▶ _Text excerpt_:

Wednesday 31 March 2010

First Review for Till the Day Go Down

"This is a rip-roaring romantic adventure that grabs the reader from the first page and never lets go. Jen Black conjures beautifully the wild, dangerous world of the English Scottish border in the Tudor era and the reckless, warring men – and women – that inhabit it. Her descriptions are so vivid that they transport the reader right into the heart of the story.

Harry is an engaging hero, dashing, courageous and with just enough hard-headed realism about the need to choose a rich bride to make him entirely believable and make the reader sympathetic to his conflicting desires. Alina is his match, a heroine whose behaviour is true to the conventions of her time but who nevertheless displays plenty of spirit. Their attraction is instant and their love story irresistible. They are supported by a rich and well drawn cast of characters who are a joy to meet. The plot gallops along at a cracking pace with plenty of intrigue thrown in to keep you turning the pages to the end. I loved it!"

Nicola Cornick
http://www.nicolacornick.co.uk

Monday 29 March 2010

First words


First words, first pages, openings, call them what
you will, they're often difficult.
I thought that once I'd fnished the first complete draft of my wip, I'd go back to the beginning and go through again and make a much more thorough job of it. The thing is, I keep tinkering with the first lines.

Collected data entries
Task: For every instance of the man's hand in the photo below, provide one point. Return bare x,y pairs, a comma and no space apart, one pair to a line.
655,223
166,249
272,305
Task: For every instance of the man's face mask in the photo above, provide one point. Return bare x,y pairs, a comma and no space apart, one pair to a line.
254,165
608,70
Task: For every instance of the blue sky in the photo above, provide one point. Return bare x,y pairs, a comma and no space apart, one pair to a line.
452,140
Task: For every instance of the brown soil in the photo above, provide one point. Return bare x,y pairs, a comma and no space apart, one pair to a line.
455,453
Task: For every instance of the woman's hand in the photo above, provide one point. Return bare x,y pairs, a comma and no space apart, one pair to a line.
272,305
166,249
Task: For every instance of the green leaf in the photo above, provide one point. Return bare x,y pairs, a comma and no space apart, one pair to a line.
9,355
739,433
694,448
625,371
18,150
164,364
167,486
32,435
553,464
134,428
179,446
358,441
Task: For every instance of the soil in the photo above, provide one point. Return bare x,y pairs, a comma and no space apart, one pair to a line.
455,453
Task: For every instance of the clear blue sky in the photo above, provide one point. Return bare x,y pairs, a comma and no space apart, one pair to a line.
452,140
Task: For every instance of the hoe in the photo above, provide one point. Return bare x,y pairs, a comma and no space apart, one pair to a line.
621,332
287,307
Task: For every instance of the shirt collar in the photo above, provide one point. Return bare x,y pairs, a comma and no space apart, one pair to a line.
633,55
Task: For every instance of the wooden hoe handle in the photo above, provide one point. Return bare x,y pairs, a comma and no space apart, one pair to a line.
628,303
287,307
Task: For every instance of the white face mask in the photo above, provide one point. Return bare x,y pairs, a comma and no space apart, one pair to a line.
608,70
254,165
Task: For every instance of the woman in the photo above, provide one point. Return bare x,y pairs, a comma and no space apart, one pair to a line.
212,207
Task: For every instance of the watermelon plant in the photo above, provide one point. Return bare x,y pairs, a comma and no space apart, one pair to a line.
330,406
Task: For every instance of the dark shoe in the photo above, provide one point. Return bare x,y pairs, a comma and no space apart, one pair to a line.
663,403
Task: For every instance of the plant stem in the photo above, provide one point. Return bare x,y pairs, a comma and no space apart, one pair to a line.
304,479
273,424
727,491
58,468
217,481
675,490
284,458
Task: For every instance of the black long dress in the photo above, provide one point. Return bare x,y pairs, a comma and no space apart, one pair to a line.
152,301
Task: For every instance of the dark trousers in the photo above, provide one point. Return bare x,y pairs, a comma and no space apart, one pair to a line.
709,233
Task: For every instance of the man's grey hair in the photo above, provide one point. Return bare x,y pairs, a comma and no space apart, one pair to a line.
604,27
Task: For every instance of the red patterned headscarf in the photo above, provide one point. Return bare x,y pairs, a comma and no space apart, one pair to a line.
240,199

▶ _Given problem 1_:
Which personal names, whether of real people or of story characters, appear in the blog text? List every one.
▶ _Given problem 2_:
Carry on the blog text from its last sentence, keeping the same first-person voice.

▶ _Exercise response 1_:
Jen Black, Harry, Alina, Nicola Cornick

▶ _Exercise response 2_:
Should it be dialogue? Action? Description? Or something completely different - if there is anything that would not fit into one of those three boxes. Well, all right; it could be internal dialogue ~Last night I dreamed I went back to Manderley. Personally I'd slip that into the dialogue box for my purposes here, but you may feel differently about it.

Thinking over the possibilities, I grabbed the book I'd last read and admired and knew to be sucessful, and opened it at the first page. Then I got out 3 mini magic markers in diferent colours (I hasten to add that this book belongs to me)

and marked out in orange all the bits that described the lead character. With yellow I marked any hooks that hinted at forthcoming problems - the things that keep the reader turning the page - and marked the second sentence of the book, and another just before I turned over the first page. With pink inhand I looked for backstory, and found one sentence. The rest of the first page, plain as the printer left it, could be called Action.

Action occurred at regular intervals and broke up the coloured passages. Orange (character description) covered almost as many words as Action. That was interesting in itself, because it wasn't obviously description; no blue eyes or shining locks mentioned at all. No, this was character description - he owned a house, kept an old horse, took pleasure in the weather, had an ambition, mentioned his profession, felt shame at a fellow worker's behaviour. All of that told me more about the character of the man than all the high cheekbones and snub noses in the world. By the time I got to the end of the book, I still didn't know what colour eyes the hero possessed, but it didn't matter; I knew him.

The hooks (yellow), slid briefly across two sentences and took up little space.

The backstory (pink) was one sentence and took up as much space as the two hooks.

Even more interesting.

But I sat and looked at the page, and thought how cleverly diverse and interesting information had been delivered to the reader. I wondered if I could emulate it.

The pic is the Falkirk Wheel. The website will tell you more! And I'm so happy that panda looked pleased at last.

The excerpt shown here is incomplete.